## WORKING DATA

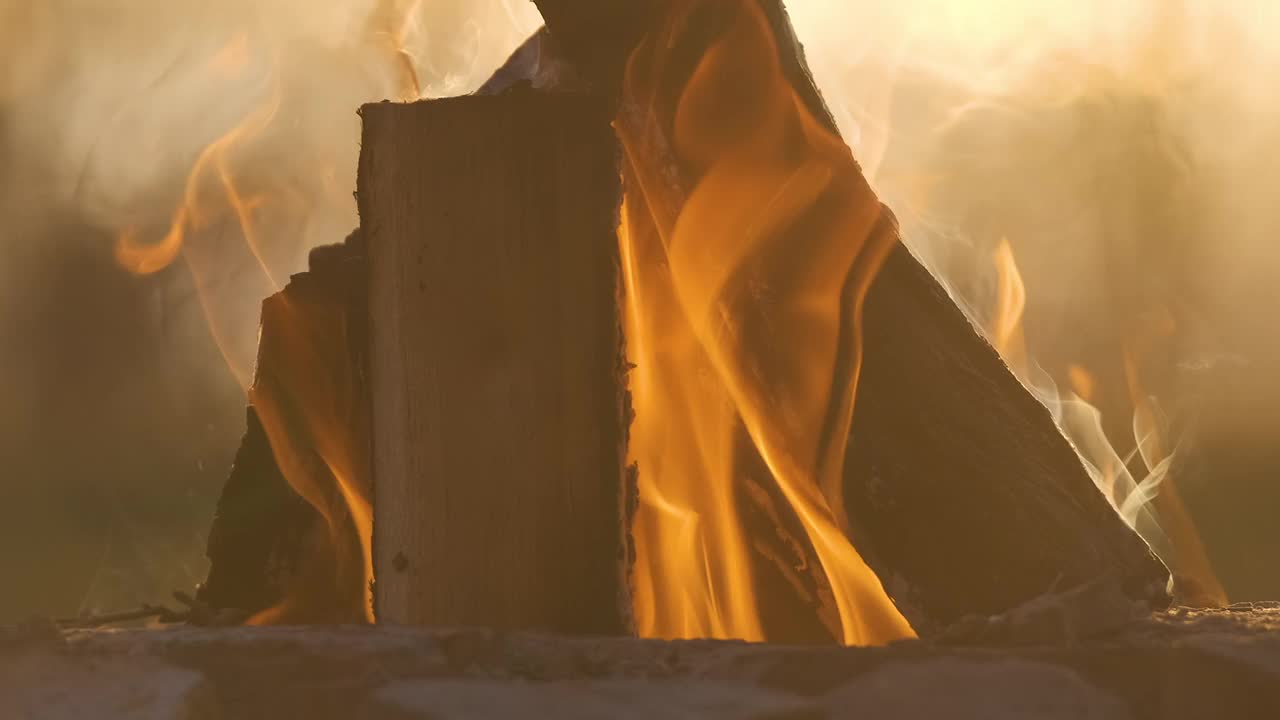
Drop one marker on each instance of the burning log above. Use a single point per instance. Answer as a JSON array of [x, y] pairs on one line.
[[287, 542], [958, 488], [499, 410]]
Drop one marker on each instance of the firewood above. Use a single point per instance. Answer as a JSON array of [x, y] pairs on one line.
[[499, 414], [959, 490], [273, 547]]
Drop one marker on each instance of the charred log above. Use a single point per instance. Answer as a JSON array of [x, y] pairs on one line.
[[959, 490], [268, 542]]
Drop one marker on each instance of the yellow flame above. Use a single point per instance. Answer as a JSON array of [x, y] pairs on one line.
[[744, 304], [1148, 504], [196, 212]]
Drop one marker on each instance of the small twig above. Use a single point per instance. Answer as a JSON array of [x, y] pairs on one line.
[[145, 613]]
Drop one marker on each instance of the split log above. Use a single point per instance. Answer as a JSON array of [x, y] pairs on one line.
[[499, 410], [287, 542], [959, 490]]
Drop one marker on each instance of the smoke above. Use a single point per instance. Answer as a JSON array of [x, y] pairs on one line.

==

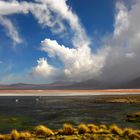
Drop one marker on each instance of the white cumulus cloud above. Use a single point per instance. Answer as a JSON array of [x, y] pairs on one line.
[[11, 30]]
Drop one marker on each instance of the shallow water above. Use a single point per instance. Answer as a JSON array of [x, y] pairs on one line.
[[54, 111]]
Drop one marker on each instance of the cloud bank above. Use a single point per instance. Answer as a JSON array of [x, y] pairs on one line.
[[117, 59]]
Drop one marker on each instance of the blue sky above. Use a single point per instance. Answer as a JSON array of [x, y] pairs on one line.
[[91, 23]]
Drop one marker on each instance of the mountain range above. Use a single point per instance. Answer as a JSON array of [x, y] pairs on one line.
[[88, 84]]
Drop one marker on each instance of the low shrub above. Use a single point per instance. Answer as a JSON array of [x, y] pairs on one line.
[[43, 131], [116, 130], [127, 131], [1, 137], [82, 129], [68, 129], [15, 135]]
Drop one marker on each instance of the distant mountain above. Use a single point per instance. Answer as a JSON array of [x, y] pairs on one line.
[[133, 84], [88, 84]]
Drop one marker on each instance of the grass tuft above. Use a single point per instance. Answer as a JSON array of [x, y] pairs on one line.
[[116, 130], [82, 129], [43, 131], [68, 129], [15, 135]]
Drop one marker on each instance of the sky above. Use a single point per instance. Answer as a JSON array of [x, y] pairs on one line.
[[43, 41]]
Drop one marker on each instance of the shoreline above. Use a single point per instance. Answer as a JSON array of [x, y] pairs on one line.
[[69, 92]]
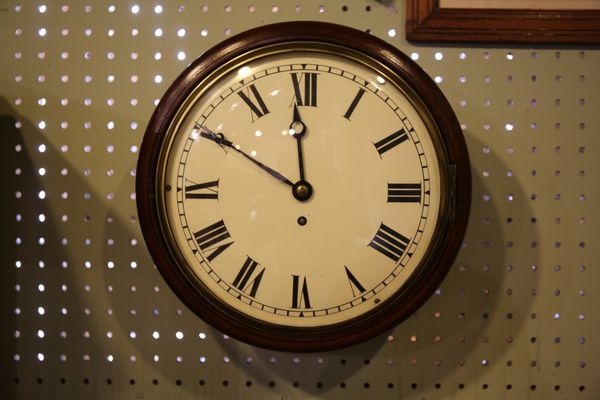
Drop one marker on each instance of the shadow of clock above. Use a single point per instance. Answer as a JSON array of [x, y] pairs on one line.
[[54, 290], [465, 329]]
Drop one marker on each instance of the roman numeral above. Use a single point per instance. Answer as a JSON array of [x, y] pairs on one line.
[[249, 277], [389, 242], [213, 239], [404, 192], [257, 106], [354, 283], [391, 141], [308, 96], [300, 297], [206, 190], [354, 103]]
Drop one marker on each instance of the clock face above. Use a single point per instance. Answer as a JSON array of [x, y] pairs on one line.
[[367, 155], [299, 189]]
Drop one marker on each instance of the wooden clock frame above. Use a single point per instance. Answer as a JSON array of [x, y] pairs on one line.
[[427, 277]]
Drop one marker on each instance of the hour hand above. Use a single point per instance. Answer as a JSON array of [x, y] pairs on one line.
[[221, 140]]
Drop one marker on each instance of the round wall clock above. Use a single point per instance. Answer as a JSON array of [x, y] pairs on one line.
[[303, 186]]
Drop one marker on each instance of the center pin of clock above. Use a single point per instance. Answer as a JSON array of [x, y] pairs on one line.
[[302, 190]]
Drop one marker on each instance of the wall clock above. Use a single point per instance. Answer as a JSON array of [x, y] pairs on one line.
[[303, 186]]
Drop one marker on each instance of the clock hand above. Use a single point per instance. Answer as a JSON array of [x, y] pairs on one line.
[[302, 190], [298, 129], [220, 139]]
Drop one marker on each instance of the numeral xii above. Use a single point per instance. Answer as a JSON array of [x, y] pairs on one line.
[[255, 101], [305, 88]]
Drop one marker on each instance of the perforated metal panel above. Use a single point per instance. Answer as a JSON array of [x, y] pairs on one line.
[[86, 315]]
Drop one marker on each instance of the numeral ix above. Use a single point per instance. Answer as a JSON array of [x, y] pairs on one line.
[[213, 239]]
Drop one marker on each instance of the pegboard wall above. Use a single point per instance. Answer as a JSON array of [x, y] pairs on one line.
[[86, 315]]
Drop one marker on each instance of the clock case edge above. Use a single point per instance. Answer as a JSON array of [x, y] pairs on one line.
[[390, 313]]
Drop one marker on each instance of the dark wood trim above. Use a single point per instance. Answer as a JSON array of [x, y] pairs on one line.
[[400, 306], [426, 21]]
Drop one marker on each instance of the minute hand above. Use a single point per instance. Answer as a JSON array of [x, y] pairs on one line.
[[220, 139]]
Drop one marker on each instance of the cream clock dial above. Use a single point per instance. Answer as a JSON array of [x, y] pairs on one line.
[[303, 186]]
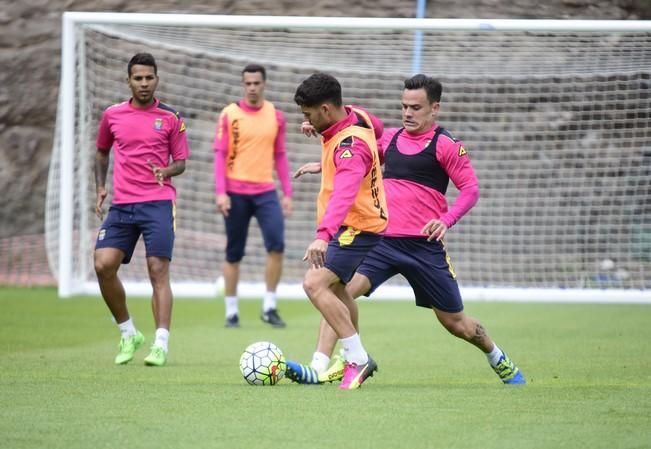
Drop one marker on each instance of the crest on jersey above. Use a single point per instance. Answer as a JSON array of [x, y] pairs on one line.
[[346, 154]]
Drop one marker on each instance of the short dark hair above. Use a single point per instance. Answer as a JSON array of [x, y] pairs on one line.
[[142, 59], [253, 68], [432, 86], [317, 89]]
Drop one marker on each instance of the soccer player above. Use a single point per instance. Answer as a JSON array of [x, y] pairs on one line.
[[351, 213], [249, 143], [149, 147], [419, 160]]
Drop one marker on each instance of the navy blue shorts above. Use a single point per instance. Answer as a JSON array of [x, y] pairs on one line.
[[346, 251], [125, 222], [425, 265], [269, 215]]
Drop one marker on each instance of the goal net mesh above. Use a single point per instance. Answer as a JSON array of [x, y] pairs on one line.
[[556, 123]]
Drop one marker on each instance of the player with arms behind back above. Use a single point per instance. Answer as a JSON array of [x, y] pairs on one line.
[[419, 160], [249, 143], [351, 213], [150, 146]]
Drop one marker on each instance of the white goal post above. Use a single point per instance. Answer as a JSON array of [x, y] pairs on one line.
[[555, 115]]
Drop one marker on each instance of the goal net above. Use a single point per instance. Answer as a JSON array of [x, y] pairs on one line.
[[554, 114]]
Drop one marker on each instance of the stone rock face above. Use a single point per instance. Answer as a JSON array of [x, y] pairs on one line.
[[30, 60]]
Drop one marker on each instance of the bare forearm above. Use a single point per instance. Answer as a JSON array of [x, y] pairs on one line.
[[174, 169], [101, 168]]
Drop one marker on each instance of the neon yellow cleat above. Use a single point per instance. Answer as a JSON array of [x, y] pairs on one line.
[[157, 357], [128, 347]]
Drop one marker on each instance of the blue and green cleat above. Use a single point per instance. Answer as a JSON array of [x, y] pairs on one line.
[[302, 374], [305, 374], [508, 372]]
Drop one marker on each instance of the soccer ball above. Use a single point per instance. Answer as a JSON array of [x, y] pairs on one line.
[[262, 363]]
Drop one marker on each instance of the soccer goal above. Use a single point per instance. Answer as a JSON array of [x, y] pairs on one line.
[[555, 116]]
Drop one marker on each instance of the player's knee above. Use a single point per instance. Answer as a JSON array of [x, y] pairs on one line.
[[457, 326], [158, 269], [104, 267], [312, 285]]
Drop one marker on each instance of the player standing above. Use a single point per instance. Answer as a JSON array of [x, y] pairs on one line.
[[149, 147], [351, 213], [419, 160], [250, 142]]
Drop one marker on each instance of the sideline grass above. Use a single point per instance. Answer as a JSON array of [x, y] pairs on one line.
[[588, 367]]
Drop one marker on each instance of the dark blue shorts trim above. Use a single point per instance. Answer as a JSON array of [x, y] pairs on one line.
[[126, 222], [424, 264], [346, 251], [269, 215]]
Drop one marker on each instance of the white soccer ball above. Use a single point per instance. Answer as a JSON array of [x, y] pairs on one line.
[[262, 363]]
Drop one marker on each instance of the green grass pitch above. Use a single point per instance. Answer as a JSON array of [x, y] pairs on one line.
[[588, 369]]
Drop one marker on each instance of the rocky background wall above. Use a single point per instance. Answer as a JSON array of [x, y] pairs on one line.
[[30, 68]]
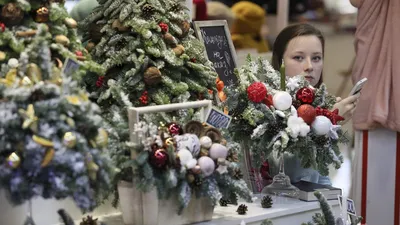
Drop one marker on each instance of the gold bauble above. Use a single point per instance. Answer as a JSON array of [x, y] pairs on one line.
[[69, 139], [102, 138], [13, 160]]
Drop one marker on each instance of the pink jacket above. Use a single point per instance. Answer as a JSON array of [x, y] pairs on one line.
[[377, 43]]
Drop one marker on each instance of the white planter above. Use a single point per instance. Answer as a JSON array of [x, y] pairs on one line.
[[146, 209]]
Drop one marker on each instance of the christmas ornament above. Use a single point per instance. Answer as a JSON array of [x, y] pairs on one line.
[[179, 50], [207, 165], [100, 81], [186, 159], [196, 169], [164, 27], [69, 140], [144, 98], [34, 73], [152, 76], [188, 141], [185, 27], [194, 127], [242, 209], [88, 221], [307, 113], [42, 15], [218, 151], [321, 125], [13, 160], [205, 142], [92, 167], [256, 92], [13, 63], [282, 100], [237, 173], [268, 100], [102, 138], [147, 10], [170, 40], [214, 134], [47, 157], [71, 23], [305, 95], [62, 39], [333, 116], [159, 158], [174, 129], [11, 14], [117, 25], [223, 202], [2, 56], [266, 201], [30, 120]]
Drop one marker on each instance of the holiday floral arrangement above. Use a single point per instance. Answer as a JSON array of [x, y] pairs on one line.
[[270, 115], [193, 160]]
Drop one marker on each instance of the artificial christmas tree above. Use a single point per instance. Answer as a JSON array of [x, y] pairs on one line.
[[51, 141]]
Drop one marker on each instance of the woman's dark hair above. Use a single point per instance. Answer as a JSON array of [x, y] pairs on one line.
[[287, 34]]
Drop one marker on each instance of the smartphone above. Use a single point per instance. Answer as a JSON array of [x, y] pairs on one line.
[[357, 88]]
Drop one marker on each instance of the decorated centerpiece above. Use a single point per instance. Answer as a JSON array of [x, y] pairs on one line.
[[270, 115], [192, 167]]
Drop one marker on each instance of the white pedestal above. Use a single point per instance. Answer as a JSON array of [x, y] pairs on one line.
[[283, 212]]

...

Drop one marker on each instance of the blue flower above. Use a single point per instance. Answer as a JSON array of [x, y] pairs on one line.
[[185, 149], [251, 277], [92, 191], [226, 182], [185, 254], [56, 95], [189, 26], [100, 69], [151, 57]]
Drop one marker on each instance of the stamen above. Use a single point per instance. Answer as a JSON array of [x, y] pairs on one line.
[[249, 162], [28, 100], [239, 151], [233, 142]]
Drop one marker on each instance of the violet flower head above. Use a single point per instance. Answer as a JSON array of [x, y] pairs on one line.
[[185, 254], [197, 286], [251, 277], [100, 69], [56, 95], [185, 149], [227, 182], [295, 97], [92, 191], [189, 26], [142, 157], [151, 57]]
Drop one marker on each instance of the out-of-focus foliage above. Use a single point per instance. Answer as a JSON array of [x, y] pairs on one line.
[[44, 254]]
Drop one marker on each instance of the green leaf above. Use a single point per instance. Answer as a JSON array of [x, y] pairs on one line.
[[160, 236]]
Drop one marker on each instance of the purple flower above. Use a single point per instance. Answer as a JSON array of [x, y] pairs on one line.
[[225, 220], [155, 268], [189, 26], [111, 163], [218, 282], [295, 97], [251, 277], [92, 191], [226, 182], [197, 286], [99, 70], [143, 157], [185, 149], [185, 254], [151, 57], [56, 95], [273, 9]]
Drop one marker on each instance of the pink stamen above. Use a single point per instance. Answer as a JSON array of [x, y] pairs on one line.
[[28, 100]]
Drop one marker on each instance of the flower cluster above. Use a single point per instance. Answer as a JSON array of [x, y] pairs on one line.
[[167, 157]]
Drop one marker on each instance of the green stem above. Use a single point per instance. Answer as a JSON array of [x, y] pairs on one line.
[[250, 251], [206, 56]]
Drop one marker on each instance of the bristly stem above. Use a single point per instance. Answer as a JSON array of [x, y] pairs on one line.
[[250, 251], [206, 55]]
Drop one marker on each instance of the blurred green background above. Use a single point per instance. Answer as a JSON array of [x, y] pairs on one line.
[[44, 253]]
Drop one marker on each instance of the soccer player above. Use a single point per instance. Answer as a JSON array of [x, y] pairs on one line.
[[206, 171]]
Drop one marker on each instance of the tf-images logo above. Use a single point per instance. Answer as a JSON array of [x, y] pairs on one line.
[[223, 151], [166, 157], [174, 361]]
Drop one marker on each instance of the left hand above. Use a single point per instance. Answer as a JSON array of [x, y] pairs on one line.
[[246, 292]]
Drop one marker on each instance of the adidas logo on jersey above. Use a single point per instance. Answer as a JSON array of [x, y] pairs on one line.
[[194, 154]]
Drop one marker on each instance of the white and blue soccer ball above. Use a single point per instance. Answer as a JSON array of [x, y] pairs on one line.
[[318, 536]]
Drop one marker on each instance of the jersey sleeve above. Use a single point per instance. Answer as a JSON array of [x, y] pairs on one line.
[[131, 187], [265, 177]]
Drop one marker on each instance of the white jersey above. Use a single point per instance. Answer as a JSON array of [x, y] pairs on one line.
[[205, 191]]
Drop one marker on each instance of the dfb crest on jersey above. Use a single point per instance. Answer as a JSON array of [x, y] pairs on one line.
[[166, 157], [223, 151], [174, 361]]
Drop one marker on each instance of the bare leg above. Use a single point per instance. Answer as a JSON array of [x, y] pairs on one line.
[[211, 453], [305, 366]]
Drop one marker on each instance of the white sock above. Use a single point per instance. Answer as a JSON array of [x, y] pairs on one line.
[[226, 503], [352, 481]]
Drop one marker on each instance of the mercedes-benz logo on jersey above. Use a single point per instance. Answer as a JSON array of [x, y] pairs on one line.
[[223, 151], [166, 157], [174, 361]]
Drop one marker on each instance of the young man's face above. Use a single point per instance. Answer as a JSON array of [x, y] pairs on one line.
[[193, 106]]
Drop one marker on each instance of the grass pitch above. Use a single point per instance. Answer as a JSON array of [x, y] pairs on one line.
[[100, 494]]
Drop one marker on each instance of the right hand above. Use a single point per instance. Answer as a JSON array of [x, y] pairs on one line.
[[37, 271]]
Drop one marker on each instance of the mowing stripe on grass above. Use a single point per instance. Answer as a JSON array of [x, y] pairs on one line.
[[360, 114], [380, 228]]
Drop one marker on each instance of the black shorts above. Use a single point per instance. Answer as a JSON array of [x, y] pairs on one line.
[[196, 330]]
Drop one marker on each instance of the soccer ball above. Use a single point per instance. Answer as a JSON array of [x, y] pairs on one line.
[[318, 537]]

## WHAT IS EXPECTED
Render the material above, from the line containing "Drop one marker on each instance of the dfb" up to and including the line containing "[[166, 157], [223, 151], [174, 361]]", as a numbered list with blank lines omitted.

## EXPECTED ANSWER
1. Drop one marker on each instance of the dfb crest on jersey above. Use a single point per instance. Answer as a JSON array of [x, y] pairs on one line.
2. [[166, 157], [223, 151], [174, 361]]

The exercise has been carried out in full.